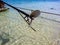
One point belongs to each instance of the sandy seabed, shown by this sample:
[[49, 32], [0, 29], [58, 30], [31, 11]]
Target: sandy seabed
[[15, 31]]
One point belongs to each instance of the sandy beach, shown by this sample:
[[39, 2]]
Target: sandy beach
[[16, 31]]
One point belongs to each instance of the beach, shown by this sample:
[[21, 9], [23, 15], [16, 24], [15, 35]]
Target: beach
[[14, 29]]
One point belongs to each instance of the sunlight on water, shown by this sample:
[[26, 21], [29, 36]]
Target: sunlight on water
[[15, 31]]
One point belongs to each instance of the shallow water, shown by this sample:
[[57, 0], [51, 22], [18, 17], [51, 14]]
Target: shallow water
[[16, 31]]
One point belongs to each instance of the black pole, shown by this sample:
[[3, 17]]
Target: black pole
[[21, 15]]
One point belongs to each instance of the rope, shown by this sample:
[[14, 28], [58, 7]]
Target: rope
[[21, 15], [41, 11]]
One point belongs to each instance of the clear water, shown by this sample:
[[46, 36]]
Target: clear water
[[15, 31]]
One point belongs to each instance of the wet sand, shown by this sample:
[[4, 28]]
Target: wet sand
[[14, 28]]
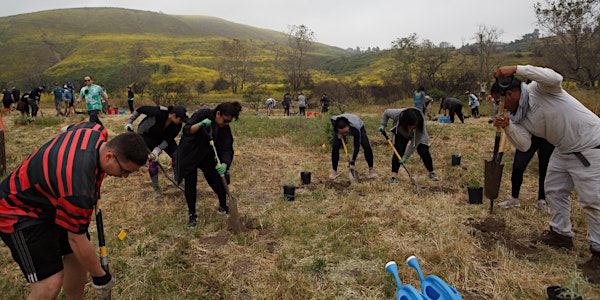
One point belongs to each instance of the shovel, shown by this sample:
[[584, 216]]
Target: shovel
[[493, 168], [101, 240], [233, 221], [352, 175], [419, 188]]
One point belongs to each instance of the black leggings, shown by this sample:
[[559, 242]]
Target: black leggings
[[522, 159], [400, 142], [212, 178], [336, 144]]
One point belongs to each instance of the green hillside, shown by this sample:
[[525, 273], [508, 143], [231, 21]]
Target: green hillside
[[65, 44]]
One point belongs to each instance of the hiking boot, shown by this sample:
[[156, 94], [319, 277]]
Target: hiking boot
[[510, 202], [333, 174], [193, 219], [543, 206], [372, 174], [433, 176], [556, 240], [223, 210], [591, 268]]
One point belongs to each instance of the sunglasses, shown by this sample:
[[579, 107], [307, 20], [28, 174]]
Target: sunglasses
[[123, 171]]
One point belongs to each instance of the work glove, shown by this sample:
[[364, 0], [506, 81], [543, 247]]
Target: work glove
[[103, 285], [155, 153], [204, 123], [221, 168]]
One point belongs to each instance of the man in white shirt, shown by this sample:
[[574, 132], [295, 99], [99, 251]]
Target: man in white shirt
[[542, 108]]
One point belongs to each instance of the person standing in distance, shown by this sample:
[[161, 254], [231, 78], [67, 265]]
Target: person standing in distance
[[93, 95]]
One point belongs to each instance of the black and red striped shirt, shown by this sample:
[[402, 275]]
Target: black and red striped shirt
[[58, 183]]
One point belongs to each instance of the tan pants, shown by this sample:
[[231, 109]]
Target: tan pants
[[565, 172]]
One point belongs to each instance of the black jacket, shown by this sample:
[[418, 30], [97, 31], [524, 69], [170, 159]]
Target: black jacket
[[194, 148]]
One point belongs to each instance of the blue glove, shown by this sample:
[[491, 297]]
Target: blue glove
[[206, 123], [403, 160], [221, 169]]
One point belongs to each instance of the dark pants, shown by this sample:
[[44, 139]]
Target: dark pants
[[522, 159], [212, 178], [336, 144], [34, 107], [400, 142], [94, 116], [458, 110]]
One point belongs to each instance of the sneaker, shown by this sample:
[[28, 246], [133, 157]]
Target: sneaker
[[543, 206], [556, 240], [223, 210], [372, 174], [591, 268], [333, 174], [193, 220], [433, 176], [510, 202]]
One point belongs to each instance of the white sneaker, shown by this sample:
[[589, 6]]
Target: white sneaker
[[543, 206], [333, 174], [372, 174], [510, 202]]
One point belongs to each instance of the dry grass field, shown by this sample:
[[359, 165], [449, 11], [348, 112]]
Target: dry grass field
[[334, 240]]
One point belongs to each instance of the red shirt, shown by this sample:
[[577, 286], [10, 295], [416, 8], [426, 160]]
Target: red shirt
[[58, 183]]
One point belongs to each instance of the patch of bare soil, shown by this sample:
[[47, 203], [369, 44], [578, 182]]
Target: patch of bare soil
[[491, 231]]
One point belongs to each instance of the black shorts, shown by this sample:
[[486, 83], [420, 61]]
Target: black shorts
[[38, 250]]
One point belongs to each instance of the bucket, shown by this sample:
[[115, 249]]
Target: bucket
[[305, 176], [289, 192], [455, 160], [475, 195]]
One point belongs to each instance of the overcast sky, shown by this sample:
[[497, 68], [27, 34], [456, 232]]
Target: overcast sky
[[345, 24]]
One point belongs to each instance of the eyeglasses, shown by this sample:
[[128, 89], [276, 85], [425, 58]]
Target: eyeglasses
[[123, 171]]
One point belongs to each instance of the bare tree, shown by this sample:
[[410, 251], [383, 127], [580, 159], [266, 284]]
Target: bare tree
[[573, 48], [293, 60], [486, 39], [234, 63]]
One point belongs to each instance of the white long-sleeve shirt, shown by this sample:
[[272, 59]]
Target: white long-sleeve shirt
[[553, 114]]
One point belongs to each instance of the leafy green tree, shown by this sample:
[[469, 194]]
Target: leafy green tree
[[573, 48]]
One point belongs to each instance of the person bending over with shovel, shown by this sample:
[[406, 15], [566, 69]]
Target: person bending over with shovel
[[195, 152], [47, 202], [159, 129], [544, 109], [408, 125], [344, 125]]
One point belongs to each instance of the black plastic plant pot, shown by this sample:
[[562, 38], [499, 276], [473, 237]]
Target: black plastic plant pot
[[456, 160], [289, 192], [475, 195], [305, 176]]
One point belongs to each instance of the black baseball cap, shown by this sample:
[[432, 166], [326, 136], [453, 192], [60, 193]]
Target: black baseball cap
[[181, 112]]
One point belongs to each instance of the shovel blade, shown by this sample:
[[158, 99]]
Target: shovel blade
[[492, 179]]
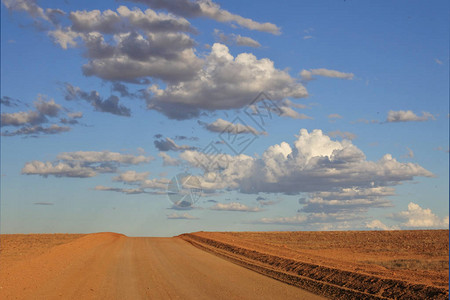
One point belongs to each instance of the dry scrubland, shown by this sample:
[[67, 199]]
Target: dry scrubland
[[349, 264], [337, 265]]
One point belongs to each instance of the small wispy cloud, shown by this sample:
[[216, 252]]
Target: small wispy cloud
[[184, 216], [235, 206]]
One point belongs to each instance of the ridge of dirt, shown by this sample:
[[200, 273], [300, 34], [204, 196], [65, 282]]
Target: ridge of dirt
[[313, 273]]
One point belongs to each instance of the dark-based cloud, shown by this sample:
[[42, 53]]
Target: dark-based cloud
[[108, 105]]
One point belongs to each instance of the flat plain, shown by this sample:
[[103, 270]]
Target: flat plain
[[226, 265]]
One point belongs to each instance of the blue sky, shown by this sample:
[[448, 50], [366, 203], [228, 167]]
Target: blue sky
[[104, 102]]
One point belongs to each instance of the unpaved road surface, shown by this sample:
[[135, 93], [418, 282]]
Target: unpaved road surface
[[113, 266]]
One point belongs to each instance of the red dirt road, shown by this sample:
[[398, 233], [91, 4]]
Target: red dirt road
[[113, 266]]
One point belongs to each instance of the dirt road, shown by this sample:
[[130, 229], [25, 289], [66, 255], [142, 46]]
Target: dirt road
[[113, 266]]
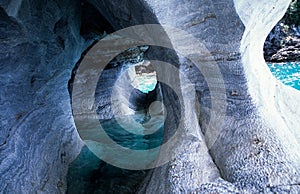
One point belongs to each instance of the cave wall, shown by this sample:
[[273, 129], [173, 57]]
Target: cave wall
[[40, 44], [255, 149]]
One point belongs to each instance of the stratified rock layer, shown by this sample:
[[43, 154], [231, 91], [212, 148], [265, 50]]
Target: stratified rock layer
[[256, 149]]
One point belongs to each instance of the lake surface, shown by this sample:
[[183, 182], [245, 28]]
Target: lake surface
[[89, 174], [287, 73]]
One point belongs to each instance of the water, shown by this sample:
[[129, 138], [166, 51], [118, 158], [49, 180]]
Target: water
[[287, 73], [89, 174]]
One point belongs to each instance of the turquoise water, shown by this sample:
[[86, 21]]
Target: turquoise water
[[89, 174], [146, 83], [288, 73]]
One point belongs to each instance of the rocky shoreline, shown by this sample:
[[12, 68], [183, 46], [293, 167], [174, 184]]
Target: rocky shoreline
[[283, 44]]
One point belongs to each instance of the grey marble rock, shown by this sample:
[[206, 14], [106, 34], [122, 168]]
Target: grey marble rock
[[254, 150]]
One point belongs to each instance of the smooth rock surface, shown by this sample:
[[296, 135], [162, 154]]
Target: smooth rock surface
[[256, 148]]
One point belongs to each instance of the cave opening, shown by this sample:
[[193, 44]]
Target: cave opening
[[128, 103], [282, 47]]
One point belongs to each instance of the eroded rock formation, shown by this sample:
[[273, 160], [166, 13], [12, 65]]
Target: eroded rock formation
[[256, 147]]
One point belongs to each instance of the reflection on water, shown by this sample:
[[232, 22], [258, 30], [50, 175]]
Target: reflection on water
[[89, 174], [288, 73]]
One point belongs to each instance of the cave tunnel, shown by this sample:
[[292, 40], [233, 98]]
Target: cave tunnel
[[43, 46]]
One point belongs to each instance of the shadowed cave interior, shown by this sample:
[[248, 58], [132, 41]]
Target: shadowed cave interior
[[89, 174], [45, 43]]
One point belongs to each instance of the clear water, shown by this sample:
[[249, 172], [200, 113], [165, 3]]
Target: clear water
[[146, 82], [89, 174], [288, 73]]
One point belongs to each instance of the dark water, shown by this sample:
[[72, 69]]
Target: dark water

* * *

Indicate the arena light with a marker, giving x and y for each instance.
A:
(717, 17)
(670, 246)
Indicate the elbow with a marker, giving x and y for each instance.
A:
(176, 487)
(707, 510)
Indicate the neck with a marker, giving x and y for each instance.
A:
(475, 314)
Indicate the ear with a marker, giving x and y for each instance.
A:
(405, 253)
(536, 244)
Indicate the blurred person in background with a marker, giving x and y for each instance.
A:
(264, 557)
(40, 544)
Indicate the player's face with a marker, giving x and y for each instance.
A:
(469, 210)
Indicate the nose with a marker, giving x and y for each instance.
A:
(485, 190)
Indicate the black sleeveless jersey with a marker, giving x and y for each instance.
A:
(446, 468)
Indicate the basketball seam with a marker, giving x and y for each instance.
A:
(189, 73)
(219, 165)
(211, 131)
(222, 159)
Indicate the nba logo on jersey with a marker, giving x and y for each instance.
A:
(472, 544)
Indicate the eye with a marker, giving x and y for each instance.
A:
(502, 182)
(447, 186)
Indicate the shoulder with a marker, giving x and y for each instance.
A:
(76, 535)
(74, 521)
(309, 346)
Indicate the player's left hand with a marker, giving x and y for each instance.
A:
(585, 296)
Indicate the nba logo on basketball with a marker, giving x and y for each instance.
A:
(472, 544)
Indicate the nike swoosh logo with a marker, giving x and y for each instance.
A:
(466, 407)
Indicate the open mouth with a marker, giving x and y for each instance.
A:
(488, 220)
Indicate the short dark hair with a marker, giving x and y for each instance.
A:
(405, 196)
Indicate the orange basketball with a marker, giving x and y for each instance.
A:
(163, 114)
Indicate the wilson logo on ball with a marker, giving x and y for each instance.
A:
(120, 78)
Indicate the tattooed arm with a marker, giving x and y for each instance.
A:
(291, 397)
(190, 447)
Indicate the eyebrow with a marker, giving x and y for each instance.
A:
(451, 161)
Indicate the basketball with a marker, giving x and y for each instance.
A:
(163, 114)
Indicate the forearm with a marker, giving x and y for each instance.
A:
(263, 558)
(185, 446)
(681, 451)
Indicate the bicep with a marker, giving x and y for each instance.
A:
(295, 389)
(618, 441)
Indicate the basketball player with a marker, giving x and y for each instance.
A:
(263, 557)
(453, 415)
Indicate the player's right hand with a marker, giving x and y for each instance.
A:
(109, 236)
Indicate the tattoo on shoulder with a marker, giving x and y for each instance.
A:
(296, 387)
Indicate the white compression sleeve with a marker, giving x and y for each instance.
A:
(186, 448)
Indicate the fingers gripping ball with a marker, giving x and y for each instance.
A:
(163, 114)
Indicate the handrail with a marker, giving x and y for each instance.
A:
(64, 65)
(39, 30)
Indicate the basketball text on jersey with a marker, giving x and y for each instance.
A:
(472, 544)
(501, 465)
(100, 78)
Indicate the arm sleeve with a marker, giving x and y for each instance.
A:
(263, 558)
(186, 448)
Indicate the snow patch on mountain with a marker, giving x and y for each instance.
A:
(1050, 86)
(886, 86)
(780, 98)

- _TRY IT_
Restate word for word the lines of the data above, starting at the line containing "Target: eyeglasses" and ending at the line containing "[[406, 15], [566, 69]]", both included, and nothing more.

- _TASK RESULT_
Target: eyeglasses
[[123, 171]]
One point belongs to each instance of the bare tree, shown by this sample:
[[410, 251], [383, 127], [580, 159], [266, 284]]
Target: bare tree
[[573, 48], [293, 60], [486, 39], [234, 63]]
One point belongs to each instance of the white long-sleeve shirt, shown by this sample:
[[272, 59]]
Target: white long-sleeve shirt
[[553, 114]]
One point belongs to each instance of the leafy green tree, shown by this sample:
[[469, 194]]
Target: leafy green tree
[[573, 48]]
One point belongs to each instance of the person bending over with shovel, shown by this sample:
[[406, 15], [566, 69]]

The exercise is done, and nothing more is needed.